R/dist2land.R

Defines functions dist2land

Documented in dist2land

#' @title Calculate distance to the closest land for coordinates
#' @description Calculates the closest distance to land for coordinates in a data frame
#' @param data Data frame or \link[sf:sf]{sf} object containing geographic coordinates.
#' @param lon,lat Either the names of the longitude and latitude columns in \code{data} or \code{NULL} to \link[=guess_coordinate_columns]{guess the longitude and/or latitude columns} in \code{data}.
#' @param proj.in \code{\link[sf:st_crs]{coordinate reference system}} of \code{data}.
#' @param shapefile Land shape to which distances should be calculated. Either a character argument referring to a name of pre-made shapefiles in \code{\link{shapefile_list}}, a single \link[sf]{sf} or \code{sp} polygons object object or \code{NULL} to enable automatic definition of the land shapes based on \code{data}. Set to \code{"DecimalDegree"} by default which enables great circle distances using \link[sf]{s2} features assuming a spherical Earth (as a contrast to earlier versions of the function which used flat Earth).

## Given task A
Write out the dist2land documentation from "Documented in dist2land" to "containing geographic coordinates.".
## Given task B
Translate this sentence from the dist2land documentation into Spanish: "Calculates the closest distance to land for coordinates in a data frame"

## Record extracts
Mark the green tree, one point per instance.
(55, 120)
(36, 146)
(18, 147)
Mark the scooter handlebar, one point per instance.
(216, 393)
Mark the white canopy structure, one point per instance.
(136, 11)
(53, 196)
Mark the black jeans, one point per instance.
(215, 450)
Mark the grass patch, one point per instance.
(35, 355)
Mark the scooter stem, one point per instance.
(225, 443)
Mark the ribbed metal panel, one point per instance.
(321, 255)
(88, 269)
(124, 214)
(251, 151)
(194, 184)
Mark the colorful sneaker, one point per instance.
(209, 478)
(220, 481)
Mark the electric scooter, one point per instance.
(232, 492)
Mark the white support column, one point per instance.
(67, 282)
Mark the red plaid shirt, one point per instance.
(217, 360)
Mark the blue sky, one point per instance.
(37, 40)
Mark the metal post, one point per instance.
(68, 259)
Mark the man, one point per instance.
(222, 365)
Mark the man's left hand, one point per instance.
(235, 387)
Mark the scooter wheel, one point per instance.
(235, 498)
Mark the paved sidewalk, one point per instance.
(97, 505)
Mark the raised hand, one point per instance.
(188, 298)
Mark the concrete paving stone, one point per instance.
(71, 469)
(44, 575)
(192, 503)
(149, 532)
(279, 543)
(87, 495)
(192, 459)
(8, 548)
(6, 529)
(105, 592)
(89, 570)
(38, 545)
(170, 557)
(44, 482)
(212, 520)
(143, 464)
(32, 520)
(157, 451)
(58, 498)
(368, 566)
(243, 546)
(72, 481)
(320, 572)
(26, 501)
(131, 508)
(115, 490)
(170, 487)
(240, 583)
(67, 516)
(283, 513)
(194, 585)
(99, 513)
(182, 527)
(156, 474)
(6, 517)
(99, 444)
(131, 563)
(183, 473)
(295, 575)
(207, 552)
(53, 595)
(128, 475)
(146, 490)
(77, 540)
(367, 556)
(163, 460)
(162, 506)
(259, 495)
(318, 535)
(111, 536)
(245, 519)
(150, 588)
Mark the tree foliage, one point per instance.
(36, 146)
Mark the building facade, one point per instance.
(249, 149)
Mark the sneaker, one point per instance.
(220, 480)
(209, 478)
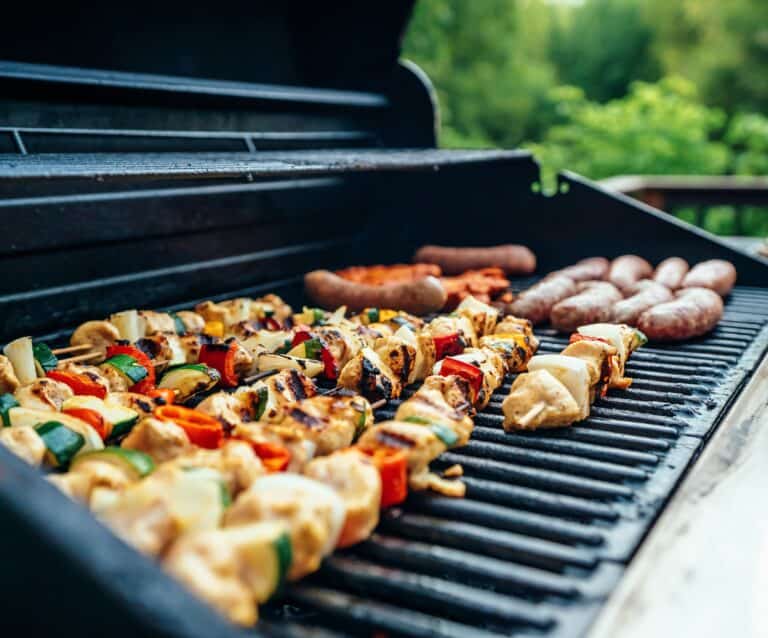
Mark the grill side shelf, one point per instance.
(551, 518)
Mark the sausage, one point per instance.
(671, 272)
(694, 312)
(513, 259)
(593, 304)
(648, 293)
(536, 302)
(627, 270)
(716, 274)
(590, 268)
(417, 297)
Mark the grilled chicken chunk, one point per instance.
(43, 394)
(90, 474)
(233, 569)
(443, 400)
(25, 443)
(367, 374)
(234, 460)
(420, 443)
(356, 479)
(450, 324)
(398, 355)
(312, 511)
(162, 440)
(482, 316)
(331, 422)
(8, 380)
(538, 400)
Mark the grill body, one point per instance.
(123, 190)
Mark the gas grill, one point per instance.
(123, 189)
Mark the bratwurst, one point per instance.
(716, 274)
(417, 297)
(647, 293)
(513, 259)
(671, 272)
(593, 304)
(627, 270)
(536, 303)
(592, 268)
(694, 312)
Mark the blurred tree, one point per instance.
(488, 61)
(603, 46)
(721, 45)
(656, 129)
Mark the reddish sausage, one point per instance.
(627, 270)
(671, 272)
(694, 312)
(513, 259)
(590, 268)
(716, 274)
(648, 293)
(536, 302)
(417, 297)
(592, 305)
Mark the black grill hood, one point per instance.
(329, 44)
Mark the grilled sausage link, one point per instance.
(536, 303)
(418, 297)
(716, 274)
(513, 259)
(694, 312)
(627, 270)
(648, 293)
(592, 268)
(671, 272)
(592, 305)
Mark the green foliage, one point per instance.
(655, 129)
(603, 47)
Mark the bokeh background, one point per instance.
(606, 87)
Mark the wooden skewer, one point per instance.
(260, 375)
(529, 416)
(82, 346)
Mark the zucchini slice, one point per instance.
(121, 418)
(22, 359)
(135, 463)
(282, 361)
(7, 401)
(190, 379)
(45, 360)
(61, 443)
(25, 416)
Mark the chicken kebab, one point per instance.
(558, 389)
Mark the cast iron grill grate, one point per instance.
(550, 519)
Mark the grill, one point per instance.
(551, 518)
(122, 189)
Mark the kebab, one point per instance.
(559, 389)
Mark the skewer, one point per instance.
(82, 346)
(260, 375)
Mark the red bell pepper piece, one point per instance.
(471, 373)
(148, 382)
(393, 469)
(92, 418)
(300, 337)
(446, 345)
(79, 383)
(202, 429)
(222, 357)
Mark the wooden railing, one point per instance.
(699, 192)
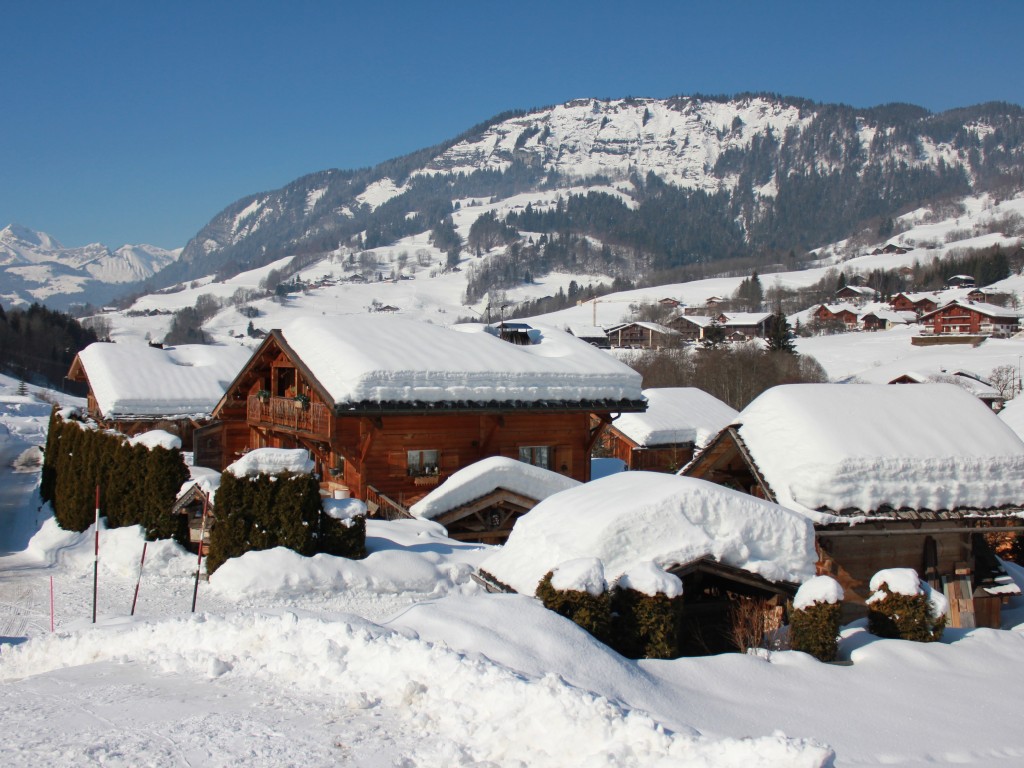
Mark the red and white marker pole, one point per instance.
(95, 561)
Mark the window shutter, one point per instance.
(396, 462)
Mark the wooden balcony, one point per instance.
(313, 419)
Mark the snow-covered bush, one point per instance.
(137, 482)
(639, 616)
(647, 605)
(577, 590)
(904, 607)
(815, 620)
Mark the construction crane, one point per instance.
(604, 300)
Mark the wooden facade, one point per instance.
(131, 425)
(668, 458)
(972, 318)
(391, 454)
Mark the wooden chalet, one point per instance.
(838, 313)
(388, 409)
(913, 302)
(641, 335)
(857, 294)
(678, 420)
(631, 521)
(135, 388)
(883, 320)
(968, 317)
(834, 452)
(744, 326)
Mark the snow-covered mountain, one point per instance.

## Expected answer A
Documented in dist2land

#' @title Calculate distance to the closest land for coordinates
#' @description Calculates the closest distance to land for coordinates in a data frame
#' @param data Data frame or \link[sf:sf]{sf} object containing geographic coordinates.

## Expected answer B
Calcula la distancia más corta a tierra para coordenadas en un marco de datos